═════ SOURCE EXCERPT ═════
She wanted to buy in Rosedale. He didn’t. After an epic 10-month, 140-house search, they settled on a fixer-upper in the Annex

The buyers Matt Killen, a painter and high school art teacher, and Joanna Foster, a photographer, couldn’t agree on where to live. They had been renting an apartment north of Liberty Village, as well as an art studio on Ossington, but wanted a place large enough for an in-house studio. Killen suggested Little Italy, Seaton Village and Riverdale, all of which Foster nixed. She wanted Rosedale, the neighbourhood where she’d gone to school. “I pictured us in a house on a lush, tree-lined street safe for kids,” she says. They finally agreed on the Annex, which felt urban and central to Killen, yet cozy enough for Foster.

The criteria Three bedrooms, close to transit, with a rental unit. They preferred an older Victorian home, and it had to be north of Bloor, east of Bathurst and west of Yonge.

The budget $550,000–$700,000.

OPTION 1 Austin Terrace (near Bathurst); listed at $759,000, withdrawn from the market Killen and Foster saw the four-bedroom, four‑bathroom Hillcrest semi in the fall of 2008, when prices were dropping. They offered $109,000 below asking and were thrilled when the offer was accepted. They’d been told the deal was contingent on the sellers’ own purchase going through; when it didn’t, the sellers took it off the market. “It broke our hearts,” Foster says.
OPTION 2 Brunswick Avenue (near Dupont); listed at $859,000, sold for $870,000 By the spring of 2009, the couple had toured over 100 houses. “We looked at listings every week, but we could never reach a consensus,” says Killen. “Jo would fall in love with a place I didn’t like; then I’d get excited about a house she hated.” They upped their budget and began to consider fixer-uppers, such as this Annex four-bedroom in need of a new kitchen, a reno of the master suite and a bathroom relocation. They offered $840,000 but lost it to a higher bidder.
═════ RAW RECORDS ═════
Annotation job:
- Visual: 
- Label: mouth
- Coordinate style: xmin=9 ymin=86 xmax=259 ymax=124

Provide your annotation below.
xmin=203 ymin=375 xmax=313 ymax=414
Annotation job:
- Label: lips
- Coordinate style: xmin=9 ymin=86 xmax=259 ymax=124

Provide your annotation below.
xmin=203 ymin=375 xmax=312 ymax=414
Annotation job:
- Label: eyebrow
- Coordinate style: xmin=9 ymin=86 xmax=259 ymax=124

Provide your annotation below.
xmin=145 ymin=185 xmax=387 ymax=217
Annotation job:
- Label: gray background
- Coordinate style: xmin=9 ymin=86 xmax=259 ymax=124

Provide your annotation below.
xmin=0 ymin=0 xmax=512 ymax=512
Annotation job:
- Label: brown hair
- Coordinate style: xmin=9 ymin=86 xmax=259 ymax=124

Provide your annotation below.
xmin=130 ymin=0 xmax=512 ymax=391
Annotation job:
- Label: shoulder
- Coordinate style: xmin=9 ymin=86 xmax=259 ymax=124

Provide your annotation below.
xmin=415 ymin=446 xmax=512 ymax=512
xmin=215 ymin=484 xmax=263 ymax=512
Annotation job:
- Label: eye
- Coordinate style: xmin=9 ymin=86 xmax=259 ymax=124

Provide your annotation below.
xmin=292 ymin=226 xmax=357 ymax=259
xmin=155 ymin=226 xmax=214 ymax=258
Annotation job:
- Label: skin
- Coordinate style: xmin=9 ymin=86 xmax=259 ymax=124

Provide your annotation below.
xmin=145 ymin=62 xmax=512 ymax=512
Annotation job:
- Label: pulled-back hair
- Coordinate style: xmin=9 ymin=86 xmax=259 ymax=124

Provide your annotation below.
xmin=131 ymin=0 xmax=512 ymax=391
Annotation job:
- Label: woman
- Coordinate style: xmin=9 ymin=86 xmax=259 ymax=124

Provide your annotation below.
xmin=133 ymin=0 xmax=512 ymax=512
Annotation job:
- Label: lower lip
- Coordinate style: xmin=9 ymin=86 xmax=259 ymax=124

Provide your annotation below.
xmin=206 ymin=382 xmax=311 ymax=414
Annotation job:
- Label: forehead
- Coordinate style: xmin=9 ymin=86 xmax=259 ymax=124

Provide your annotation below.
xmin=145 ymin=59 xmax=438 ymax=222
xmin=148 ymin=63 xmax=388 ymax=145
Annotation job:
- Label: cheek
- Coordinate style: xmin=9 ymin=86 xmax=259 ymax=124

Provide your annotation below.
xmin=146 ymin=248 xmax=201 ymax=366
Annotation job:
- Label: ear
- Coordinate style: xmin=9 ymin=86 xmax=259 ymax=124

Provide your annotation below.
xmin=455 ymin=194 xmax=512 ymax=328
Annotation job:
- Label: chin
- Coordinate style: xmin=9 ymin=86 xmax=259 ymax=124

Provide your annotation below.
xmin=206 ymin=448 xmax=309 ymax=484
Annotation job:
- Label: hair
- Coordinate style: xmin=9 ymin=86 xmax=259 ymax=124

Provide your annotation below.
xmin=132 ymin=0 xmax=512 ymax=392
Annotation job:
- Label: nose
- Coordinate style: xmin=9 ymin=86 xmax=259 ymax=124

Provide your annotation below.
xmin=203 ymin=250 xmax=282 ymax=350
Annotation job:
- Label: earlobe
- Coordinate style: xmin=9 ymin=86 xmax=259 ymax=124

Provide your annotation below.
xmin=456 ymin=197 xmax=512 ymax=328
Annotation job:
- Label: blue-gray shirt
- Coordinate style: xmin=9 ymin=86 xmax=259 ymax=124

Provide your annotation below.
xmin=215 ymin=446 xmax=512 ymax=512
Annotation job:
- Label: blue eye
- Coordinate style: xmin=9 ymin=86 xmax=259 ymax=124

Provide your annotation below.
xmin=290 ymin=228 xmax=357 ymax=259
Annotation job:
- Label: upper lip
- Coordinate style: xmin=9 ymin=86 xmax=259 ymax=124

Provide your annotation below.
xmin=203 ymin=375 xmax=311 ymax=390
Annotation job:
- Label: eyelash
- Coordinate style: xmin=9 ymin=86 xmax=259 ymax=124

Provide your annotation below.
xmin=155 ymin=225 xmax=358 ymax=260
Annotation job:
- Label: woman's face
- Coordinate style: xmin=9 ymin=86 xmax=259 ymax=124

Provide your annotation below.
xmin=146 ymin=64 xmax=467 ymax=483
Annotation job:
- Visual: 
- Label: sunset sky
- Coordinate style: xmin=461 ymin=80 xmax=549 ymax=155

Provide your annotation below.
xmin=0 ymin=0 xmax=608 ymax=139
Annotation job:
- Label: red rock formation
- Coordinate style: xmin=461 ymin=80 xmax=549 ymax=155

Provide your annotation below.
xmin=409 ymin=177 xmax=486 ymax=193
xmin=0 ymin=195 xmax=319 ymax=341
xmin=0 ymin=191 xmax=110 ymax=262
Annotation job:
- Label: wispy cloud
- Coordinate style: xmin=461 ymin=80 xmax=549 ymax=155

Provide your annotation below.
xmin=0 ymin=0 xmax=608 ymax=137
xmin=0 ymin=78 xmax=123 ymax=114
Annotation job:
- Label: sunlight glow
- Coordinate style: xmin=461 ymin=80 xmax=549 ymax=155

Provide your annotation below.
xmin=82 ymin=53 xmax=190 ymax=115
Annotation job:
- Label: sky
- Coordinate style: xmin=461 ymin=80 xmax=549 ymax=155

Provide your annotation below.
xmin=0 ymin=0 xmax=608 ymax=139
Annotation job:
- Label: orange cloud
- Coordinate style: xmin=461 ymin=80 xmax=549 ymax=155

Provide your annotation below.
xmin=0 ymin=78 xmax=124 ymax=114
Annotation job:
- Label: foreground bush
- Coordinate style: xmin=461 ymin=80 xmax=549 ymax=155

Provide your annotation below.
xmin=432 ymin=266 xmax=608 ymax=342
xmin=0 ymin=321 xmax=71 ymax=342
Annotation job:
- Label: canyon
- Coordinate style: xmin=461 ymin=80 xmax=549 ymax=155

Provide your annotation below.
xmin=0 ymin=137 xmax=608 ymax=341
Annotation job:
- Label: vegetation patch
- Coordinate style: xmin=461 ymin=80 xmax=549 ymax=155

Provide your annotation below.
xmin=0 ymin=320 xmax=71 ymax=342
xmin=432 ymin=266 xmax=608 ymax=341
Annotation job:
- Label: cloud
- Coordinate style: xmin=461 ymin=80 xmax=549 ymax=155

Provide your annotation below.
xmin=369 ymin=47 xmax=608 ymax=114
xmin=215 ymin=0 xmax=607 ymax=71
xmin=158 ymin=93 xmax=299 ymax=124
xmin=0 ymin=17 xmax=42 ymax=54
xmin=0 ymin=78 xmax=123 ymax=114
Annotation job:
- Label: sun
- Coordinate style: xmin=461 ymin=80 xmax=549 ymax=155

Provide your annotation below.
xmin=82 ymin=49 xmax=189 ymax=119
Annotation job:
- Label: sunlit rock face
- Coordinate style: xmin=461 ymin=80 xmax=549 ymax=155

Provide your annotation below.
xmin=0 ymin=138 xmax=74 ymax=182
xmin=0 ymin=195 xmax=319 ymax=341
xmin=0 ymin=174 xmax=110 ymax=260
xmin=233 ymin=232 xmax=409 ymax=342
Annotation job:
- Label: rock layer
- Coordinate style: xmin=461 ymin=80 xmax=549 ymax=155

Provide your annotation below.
═════
* TASK TO CARRY OUT
Extend the Annex house-hunt article from its final sentence.

* RESULT OF THE TASK
OPTION 3 Nesbitt Drive (near Governor’s Bridge); listed at $849,000, sold for $851,000 Killen was willing to overlook the location—on the outskirts of Rosedale, near the CPR tracks— for the modern design of this detached home. The property had a ready-made artist’s studio, a beautifully finished basement apartment and a large backyard. “Jo wanted it so much,” says Killen, “but $850,000 was our max.” They lost by only $1,000.
THE BUY Wells Street (near Bathurst); listed at $649,000, sold for $705,000 The next place was the polar opposite of the pristine Nesbitt Drive contemporary: a traditional Annex semi suffering from what Killen describes as “terrifyingly bizarre” renovations. (The basement in-wall wiring consisted entirely of extension cords.) But the price and location convinced them. “For $150,000 more, we could turn it into exactly what we wanted,” says Foster. They won a four-way bid by offering substantially over asking for the first time, shacked up with Foster’s parents for six months during the reno, and moved in last March.

(Image: Killen and Foster by John Cullen, houses by Devin Jeffrey)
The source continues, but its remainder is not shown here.